> [Goal]
List every line of the records below that contains the word "carriage", treating uppercase and lowercase as different.
─── Records supplied
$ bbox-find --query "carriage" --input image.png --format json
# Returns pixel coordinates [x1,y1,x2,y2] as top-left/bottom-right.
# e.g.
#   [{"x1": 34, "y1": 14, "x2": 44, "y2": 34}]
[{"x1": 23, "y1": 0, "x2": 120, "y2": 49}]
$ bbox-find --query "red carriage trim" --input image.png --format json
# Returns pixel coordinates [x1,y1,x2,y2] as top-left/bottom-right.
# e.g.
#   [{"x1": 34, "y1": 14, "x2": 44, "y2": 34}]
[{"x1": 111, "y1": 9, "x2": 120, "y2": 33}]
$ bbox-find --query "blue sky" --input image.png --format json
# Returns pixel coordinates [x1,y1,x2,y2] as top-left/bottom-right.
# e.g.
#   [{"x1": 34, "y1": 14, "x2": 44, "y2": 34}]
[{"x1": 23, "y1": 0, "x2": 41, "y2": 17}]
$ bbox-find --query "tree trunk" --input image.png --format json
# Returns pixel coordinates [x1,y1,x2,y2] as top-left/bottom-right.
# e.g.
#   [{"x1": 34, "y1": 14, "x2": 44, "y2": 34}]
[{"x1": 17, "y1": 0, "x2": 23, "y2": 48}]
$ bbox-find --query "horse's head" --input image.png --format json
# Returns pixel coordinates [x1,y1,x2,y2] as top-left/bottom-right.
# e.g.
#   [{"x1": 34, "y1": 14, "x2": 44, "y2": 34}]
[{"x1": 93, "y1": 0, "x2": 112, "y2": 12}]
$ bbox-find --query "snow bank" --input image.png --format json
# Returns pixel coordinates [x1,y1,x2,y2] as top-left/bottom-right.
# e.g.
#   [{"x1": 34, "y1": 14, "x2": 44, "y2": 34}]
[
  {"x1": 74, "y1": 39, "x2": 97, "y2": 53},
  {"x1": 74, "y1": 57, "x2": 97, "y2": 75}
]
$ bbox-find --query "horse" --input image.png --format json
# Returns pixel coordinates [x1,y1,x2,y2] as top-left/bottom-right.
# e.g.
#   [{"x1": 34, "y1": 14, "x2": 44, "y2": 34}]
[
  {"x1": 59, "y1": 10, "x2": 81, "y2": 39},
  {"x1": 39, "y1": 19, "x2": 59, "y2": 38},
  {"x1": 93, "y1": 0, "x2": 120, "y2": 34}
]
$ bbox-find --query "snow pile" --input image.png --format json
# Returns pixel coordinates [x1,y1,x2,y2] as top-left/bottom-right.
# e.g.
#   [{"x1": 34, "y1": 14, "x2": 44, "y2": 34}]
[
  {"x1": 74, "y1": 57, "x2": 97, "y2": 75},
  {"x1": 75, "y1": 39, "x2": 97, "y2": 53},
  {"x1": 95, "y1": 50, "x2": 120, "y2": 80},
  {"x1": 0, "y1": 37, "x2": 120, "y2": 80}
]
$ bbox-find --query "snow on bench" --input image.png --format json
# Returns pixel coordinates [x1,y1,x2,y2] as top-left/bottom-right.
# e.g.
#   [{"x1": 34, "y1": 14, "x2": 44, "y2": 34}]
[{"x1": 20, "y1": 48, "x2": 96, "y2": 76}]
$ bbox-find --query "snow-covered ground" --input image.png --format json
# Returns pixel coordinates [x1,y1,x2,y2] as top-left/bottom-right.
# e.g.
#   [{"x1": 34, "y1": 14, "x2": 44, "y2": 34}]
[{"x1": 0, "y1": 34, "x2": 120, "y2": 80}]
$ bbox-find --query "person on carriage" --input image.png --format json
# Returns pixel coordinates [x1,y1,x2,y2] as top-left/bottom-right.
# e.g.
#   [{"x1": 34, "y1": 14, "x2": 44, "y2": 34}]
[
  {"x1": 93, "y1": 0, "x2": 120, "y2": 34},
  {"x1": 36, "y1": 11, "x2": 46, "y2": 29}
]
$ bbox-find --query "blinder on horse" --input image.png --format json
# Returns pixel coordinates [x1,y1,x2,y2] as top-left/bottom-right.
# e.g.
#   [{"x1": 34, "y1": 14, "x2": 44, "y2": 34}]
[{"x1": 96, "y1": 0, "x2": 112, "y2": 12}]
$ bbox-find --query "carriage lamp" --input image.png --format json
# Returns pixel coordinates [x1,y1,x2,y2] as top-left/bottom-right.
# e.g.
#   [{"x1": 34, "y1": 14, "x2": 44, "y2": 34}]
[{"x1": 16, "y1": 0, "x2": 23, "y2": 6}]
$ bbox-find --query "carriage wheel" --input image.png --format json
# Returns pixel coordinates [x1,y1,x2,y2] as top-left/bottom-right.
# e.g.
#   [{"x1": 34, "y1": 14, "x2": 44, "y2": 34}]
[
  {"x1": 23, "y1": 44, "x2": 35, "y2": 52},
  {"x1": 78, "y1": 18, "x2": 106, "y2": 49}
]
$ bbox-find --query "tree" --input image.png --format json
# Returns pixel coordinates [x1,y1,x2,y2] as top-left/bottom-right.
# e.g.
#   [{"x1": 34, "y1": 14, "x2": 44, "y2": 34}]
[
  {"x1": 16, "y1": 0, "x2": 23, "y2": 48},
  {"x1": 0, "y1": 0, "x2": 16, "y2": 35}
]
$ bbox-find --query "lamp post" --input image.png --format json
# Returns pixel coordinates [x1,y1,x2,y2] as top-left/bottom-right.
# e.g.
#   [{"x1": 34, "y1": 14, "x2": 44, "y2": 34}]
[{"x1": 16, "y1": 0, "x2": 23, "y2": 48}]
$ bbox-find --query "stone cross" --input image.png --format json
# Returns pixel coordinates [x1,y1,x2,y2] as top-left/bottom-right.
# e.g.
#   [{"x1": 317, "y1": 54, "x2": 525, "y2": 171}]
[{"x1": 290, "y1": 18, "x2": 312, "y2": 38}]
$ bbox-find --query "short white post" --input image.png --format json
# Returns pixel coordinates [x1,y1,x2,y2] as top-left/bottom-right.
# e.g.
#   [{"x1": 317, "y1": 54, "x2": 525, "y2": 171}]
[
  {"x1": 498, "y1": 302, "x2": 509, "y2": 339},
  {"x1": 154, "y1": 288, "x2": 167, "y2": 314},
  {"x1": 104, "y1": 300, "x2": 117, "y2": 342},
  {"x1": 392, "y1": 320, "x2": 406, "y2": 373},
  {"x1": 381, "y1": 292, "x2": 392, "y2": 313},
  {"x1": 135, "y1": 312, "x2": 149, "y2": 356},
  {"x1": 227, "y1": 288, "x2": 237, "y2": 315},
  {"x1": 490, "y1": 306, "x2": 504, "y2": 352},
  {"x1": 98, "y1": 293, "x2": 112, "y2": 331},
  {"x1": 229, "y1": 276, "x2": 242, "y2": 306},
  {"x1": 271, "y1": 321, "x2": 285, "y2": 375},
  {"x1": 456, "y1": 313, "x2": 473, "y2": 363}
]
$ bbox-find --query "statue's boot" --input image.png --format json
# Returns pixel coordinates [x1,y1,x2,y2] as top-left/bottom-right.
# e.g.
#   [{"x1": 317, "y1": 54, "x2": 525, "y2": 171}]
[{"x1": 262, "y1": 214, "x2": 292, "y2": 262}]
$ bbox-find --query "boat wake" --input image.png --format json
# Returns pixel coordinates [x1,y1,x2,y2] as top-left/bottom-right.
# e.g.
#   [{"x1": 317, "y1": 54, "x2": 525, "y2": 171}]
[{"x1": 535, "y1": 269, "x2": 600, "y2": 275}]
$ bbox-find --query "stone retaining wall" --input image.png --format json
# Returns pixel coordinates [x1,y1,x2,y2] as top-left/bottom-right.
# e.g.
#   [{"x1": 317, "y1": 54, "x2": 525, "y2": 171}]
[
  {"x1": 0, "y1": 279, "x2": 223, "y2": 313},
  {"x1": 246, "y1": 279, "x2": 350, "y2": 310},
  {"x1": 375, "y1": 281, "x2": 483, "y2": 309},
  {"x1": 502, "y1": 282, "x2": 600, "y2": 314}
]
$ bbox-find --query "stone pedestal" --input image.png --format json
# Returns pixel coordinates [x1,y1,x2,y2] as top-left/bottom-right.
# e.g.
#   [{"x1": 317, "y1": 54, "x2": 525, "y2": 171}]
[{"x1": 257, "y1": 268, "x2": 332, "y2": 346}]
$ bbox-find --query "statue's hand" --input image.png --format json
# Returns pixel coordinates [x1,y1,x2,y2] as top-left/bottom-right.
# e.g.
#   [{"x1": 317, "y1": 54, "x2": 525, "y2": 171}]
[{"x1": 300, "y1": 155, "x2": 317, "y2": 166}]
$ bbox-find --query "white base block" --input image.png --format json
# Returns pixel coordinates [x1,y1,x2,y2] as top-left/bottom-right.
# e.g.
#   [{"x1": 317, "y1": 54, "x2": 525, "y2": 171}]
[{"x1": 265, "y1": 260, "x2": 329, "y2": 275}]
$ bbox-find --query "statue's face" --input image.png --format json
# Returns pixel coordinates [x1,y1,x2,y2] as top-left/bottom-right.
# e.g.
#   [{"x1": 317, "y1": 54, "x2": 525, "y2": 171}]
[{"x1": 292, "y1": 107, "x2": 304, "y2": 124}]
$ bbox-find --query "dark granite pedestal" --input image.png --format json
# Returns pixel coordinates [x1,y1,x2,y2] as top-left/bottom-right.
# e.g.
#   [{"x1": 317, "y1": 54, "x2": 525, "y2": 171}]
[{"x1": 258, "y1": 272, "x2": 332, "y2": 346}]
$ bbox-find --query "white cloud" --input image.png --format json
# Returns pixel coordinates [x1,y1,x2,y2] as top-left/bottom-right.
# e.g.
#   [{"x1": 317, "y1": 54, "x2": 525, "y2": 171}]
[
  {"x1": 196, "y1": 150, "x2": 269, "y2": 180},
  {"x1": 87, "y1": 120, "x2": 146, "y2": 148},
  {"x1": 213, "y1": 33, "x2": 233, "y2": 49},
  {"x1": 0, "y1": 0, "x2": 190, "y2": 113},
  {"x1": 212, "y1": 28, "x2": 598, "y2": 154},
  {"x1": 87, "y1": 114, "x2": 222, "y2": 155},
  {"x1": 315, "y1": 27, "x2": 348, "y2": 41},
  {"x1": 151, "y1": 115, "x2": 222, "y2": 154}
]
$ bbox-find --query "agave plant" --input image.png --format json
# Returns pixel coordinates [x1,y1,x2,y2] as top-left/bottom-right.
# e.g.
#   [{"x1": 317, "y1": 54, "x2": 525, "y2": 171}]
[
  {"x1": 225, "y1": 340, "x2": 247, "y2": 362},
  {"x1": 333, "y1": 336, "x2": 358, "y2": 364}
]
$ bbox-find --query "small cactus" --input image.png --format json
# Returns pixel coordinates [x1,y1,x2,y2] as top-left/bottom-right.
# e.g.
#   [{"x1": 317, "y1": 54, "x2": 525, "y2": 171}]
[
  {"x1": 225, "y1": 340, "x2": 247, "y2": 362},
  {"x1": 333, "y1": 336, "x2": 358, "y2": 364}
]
──────
> [Answer to this exercise]
$ bbox-find --query "carriage" --input image.png --format json
$ bbox-find --query "red carriage trim" --input image.png --format json
$ bbox-find --query "person on carriage" --input image.png --format json
$ bbox-find --query "carriage lamp" --input image.png --format json
$ bbox-find --query "carriage wheel" --input image.png --format json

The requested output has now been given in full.